Object point labels
>>>>>
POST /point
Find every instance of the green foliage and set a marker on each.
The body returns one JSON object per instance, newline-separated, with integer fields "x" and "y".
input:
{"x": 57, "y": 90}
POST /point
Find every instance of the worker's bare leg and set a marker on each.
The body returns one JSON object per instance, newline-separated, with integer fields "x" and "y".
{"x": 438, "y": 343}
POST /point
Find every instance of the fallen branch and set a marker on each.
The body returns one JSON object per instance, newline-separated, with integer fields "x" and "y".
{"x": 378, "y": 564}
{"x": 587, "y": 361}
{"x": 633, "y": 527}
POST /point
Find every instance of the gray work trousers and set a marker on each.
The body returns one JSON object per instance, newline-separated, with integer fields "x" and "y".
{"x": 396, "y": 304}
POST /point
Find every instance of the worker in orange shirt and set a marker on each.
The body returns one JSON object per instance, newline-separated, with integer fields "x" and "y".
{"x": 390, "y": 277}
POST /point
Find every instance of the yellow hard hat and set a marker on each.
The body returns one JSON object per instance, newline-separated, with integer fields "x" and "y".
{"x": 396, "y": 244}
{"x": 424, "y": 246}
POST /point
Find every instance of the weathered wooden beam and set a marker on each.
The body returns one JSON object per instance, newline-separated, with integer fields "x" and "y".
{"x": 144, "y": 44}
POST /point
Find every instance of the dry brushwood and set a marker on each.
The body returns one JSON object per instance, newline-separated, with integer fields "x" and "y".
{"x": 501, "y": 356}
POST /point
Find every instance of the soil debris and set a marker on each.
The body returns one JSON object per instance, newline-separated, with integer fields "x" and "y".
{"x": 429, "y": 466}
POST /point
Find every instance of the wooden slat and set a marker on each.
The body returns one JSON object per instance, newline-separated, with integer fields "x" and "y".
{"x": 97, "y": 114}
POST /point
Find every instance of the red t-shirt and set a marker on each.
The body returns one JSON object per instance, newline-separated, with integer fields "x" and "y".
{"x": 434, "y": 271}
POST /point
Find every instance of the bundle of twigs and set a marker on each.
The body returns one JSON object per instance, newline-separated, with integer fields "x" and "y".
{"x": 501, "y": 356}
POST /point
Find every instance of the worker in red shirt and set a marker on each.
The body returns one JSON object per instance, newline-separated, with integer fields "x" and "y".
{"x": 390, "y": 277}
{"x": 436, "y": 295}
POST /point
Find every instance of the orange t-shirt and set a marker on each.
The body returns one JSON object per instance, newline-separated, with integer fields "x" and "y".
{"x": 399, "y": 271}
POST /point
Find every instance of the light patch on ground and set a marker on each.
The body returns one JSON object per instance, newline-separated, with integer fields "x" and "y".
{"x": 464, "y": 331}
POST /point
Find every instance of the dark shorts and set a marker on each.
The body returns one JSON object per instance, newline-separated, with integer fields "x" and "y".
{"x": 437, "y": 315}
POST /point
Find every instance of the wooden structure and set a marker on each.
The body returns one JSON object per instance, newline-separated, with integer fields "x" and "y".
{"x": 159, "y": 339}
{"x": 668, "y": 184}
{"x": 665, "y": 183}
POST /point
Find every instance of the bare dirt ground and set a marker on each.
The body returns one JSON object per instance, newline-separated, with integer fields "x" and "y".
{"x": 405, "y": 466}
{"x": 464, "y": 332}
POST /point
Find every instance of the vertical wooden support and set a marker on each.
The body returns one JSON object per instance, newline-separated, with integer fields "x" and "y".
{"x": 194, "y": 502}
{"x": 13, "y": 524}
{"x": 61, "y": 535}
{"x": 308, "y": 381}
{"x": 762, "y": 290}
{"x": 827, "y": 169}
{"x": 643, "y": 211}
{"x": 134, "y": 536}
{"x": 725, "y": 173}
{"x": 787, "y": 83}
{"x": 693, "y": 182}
<<<<<
Exercise description – Go through the listing and copy all of it exactly.

Result of this exercise –
POST /point
Find every instance of the green foliage and set a marker on each.
The body returns one JSON object per instance, newline-separated, with integer fields "x" and "y".
input:
{"x": 57, "y": 90}
POST /point
Find every instance of the worker's bare leg and set a marker on each.
The body returns one JSON object per instance, newline-separated, with integer fields "x" and "y".
{"x": 438, "y": 343}
POST /point
Find every instance of the fallen branch and set a marker on each.
The body returns one JSON object per instance, newline-separated, with integer fields "x" and "y".
{"x": 378, "y": 564}
{"x": 587, "y": 361}
{"x": 633, "y": 527}
POST /point
Find every instance of the gray work trousers and set a marker on each.
The body returns one JSON object per instance, newline-separated, with integer fields "x" and "y".
{"x": 396, "y": 304}
POST /point
Find every instance of the worker in orange shirt and set a marker on each.
The body returns one JSON object per instance, newline-separated, with integer fields "x" and "y".
{"x": 390, "y": 277}
POST /point
Find every instance of the yellow hard hat and set a marker on each.
The body returns one JSON object per instance, newline-separated, with integer fields "x" and "y".
{"x": 396, "y": 244}
{"x": 424, "y": 246}
POST /point
Find every instance of the weathered wooden beam and set a marker on each.
The body returns one JSON object per instance, newline-separated, with integer fields "x" and "y".
{"x": 144, "y": 44}
POST /point
Find every instance of the dry brushwood and set a marker on each.
The body returns one JSON object per instance, newline-separated, with integer fields "x" and "y".
{"x": 501, "y": 356}
POST /point
Find every instance of the soil debris and set a marker on each.
The body returns one JSON object per instance, newline-separated, with integer fields "x" and "y".
{"x": 429, "y": 466}
POST /point
Find every instance of the wooden slat and set a marker on each.
The body returns one JSON object per instance, newline-separated, with integer fields "x" and "y".
{"x": 97, "y": 114}
POST /point
Find every instance of the red t-shirt and set a marker on each.
The body returns one JSON object per instance, newline-separated, with integer fields "x" and "y".
{"x": 434, "y": 271}
POST /point
Find every instance of the bundle of twigs and set a marker on each.
The body returns one JSON object per instance, newline-separated, with integer fields "x" and "y".
{"x": 501, "y": 356}
POST /point
Find every instance of the worker in red shirt and set a marker on each.
The body returns one JSON object per instance, newline-separated, with integer fields "x" and "y".
{"x": 390, "y": 277}
{"x": 436, "y": 295}
POST /point
Find every instance of the orange t-shirt and set a marker on each.
The body returns one JSON object per instance, newline-separated, with integer fields "x" and "y".
{"x": 399, "y": 271}
POST /point
Find every instance of the light patch on ground and set a marker on each.
The body returns one JSON object per instance, newline-separated, with integer fields "x" and "y".
{"x": 464, "y": 331}
POST /point
Find every instance of the dark shorts and set a marker on each.
The body returns one JSON object per instance, newline-separated, with integer fields "x" and "y".
{"x": 437, "y": 315}
POST /point
Find every instance of the wooden structure and set a marker on each.
The body returns one JSON object per instance, newline-separated, with integer fields "x" and "y".
{"x": 159, "y": 339}
{"x": 668, "y": 184}
{"x": 665, "y": 183}
POST /point
Find every instance of the bare dirt ground and set a marker on each.
The body returns one JSON object per instance, newline-separated, with integer fields "x" and "y".
{"x": 405, "y": 466}
{"x": 464, "y": 332}
POST /point
Find every instance of the vertical wooden support and set a marker on each.
The body returns one JSON object per instance, newline-separated, with integer fields "x" and "y".
{"x": 194, "y": 502}
{"x": 13, "y": 524}
{"x": 61, "y": 535}
{"x": 308, "y": 381}
{"x": 762, "y": 290}
{"x": 827, "y": 169}
{"x": 643, "y": 211}
{"x": 134, "y": 536}
{"x": 725, "y": 173}
{"x": 787, "y": 83}
{"x": 693, "y": 182}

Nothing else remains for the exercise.